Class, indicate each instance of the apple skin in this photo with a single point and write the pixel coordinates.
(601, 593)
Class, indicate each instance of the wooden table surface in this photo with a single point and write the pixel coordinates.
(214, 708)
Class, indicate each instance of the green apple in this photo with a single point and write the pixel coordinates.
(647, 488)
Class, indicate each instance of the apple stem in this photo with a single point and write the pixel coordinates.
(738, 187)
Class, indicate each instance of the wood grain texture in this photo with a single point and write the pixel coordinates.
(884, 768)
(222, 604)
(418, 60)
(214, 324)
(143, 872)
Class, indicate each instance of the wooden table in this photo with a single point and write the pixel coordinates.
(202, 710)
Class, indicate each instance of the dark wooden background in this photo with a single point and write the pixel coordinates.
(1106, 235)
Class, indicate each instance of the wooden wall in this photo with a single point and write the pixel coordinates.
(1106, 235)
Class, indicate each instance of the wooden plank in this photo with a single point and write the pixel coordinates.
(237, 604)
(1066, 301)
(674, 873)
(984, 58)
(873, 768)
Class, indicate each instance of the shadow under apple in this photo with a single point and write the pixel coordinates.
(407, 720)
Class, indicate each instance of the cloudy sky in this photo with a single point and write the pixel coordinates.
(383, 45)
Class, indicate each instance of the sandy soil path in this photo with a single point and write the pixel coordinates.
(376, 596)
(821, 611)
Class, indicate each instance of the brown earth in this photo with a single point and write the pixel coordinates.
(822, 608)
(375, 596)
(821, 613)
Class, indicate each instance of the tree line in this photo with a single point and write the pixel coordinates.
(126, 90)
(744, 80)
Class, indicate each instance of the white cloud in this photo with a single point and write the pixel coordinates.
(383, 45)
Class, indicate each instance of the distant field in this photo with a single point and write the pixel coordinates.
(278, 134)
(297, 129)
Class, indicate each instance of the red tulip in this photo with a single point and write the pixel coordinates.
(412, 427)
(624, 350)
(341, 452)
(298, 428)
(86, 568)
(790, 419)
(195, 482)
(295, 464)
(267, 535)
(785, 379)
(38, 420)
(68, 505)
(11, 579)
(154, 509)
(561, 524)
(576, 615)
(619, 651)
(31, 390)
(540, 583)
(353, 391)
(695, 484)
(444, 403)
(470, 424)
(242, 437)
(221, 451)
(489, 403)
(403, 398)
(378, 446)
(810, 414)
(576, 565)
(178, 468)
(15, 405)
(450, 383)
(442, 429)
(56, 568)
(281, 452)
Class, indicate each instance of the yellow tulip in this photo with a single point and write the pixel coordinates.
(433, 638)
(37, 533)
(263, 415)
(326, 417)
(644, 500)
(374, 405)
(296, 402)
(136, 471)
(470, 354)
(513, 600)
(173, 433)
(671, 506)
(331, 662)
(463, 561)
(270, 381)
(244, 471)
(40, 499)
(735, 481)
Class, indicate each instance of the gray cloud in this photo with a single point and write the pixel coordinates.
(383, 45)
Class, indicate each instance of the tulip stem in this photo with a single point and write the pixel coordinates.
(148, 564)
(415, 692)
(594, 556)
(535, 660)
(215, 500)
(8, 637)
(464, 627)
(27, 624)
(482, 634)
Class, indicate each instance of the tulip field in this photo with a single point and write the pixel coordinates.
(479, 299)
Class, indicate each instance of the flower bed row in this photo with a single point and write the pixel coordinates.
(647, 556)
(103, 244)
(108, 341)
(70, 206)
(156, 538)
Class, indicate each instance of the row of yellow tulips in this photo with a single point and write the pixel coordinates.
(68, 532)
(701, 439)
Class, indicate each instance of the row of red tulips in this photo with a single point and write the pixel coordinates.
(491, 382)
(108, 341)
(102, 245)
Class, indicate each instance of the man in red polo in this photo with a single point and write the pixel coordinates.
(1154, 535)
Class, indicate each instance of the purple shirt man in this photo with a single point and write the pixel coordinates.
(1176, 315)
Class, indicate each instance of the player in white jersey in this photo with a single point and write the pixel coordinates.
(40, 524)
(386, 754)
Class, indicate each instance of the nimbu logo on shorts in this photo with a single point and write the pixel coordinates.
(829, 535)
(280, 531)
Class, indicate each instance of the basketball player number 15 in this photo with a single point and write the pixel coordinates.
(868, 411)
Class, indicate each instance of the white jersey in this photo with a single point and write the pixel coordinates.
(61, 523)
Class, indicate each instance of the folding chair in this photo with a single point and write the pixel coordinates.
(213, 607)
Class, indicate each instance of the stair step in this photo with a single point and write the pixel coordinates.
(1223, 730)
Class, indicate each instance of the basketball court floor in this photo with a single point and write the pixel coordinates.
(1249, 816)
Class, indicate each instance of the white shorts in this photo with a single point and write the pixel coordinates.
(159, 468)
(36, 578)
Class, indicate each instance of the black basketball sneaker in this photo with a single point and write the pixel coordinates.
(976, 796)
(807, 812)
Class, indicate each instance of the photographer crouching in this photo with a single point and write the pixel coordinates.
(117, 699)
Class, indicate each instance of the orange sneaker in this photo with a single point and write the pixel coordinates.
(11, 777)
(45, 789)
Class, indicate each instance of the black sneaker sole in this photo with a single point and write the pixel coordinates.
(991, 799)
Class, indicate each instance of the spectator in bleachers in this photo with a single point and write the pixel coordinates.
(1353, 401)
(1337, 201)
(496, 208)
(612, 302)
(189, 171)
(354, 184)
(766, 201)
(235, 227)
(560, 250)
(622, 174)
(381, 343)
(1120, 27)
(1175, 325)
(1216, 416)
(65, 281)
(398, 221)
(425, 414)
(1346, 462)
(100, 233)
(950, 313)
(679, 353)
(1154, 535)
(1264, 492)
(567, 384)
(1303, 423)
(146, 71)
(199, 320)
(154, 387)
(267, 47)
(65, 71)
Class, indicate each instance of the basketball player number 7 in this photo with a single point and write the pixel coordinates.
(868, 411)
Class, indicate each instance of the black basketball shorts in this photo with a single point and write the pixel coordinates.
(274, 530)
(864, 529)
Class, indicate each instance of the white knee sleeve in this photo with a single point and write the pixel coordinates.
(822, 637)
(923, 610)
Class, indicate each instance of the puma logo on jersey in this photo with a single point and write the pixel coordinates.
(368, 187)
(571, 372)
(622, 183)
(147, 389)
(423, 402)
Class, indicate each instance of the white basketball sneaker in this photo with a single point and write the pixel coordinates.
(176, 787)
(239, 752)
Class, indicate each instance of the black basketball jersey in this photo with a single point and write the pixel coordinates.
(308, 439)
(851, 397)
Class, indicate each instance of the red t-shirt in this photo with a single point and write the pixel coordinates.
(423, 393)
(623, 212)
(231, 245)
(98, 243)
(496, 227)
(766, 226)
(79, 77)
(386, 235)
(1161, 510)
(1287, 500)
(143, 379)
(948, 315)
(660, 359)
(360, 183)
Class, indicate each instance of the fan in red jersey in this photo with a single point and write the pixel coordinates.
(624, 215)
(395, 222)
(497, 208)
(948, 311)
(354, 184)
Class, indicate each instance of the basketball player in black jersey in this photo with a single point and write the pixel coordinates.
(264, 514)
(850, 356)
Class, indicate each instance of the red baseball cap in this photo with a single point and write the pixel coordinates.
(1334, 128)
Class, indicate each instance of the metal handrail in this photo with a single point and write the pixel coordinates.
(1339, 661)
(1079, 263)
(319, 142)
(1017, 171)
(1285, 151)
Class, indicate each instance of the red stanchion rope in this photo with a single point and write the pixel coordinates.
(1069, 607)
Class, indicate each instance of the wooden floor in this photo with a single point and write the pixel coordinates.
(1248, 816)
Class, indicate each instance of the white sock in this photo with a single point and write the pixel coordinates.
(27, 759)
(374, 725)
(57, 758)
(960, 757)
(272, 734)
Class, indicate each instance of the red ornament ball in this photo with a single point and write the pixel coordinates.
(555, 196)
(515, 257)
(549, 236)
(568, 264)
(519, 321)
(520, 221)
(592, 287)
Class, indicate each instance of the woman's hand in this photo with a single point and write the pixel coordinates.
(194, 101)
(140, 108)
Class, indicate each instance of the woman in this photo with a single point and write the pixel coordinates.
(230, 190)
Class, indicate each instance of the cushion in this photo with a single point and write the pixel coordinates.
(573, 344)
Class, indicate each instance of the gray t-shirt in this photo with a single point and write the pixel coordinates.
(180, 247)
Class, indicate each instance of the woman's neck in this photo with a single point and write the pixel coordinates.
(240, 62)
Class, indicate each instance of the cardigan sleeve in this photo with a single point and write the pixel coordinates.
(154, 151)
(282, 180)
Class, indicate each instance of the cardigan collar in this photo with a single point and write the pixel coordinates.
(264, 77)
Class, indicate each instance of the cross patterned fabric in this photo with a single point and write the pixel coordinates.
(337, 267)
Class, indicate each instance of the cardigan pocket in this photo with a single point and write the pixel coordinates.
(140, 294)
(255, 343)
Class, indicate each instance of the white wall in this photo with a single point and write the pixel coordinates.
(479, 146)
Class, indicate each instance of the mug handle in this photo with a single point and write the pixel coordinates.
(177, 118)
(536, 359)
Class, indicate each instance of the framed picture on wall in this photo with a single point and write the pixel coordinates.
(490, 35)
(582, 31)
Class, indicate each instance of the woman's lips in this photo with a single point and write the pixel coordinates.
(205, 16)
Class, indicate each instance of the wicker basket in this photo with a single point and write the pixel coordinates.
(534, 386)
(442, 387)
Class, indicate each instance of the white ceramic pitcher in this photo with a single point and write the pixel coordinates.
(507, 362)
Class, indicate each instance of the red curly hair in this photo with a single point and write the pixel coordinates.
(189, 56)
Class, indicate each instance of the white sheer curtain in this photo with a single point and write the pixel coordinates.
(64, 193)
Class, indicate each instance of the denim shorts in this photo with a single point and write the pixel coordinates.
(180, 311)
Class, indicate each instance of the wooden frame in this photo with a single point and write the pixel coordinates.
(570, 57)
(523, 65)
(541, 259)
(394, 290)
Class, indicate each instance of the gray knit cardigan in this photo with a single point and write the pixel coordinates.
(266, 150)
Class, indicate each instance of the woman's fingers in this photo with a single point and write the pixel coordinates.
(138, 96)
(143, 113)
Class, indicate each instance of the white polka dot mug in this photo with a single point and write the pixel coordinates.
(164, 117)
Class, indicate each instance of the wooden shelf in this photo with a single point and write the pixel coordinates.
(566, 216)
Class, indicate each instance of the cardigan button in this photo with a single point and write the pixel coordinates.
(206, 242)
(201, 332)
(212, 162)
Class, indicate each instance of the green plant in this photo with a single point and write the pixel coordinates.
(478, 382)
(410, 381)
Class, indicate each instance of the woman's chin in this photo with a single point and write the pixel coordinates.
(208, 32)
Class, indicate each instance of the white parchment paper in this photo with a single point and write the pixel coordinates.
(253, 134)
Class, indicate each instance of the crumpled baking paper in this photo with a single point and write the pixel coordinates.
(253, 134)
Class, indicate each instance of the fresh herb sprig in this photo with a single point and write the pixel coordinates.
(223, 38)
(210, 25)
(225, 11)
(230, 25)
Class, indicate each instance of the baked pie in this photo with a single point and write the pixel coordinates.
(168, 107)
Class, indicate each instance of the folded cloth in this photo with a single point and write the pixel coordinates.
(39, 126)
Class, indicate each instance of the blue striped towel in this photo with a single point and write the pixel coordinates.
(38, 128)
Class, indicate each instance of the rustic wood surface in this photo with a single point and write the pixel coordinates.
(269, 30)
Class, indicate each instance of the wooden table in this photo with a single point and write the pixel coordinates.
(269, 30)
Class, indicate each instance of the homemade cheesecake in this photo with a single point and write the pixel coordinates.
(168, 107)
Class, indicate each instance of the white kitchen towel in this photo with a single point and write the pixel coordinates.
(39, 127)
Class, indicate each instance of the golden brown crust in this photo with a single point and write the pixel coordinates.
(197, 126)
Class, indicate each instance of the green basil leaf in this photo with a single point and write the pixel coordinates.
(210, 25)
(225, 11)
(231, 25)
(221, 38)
+ + +
■ Task objective ■
Everything from the line with "Class, indicate each instance of the homemade" through the last line of the material above should be echoed exactly, and nothing else.

■ Exercise result ■
Class, indicate each instance of the homemade cheesecake in this photo with a single point and write the pixel coordinates.
(168, 107)
Class, indicate each instance of the white kitchen towel in this photo with a single point and write the pixel coordinates.
(39, 127)
Class, indicate each instance of the golden brown crust in this photo with a single point and write the pixel coordinates.
(197, 126)
Class, indicate each instance of the green basil leaf in this photo with a single point and write the pixel coordinates.
(210, 25)
(225, 11)
(231, 25)
(221, 38)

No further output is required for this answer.